▸ **What the task asks**: Write out, word for word, every line from the one containing "of the bare" through the final line of the records.

Natural language region descriptions

=== Begin Enclosure ===

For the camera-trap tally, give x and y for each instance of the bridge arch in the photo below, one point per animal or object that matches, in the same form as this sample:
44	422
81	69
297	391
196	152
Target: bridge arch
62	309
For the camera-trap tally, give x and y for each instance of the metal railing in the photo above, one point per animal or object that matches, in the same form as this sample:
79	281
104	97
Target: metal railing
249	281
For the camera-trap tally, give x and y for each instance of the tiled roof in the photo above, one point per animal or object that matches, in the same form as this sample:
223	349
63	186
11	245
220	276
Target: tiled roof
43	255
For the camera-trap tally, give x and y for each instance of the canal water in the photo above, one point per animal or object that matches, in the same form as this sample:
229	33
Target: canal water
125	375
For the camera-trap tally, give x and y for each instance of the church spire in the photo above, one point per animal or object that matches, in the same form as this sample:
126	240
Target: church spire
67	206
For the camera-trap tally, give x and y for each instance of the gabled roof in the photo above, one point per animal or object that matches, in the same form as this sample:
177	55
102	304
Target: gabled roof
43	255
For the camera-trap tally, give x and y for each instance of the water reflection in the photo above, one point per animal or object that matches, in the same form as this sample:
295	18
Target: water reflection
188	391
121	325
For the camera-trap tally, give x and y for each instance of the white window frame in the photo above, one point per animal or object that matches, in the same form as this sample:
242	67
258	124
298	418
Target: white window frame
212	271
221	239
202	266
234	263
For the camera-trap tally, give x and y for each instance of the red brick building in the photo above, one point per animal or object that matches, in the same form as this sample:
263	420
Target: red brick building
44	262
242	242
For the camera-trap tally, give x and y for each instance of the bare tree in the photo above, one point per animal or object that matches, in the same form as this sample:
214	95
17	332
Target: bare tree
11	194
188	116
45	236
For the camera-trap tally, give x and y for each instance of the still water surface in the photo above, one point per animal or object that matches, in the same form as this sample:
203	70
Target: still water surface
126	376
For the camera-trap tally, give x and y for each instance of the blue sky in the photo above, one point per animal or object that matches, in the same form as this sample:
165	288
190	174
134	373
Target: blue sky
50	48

=== End Enclosure ===

▸ **Written solution**:
For the camera-trap tally, give x and y for each instance of the bare tree in the photo above, one point per animal or object that matches, in the same form as this sample:
214	95
17	332
Target: bare tree
11	194
188	116
45	236
For the camera-trap tally, give x and y for each instance of the still water surface in the photo above, one point per animal or object that matches, in the same form as this sample:
203	70
Target: still water surface
126	376
For the camera-trap tally, give x and y for each instance of the blue sky in the photo above, one point per animal or object that matches, in the same form as this sample:
165	288
190	174
134	373
Target: blue sky
50	48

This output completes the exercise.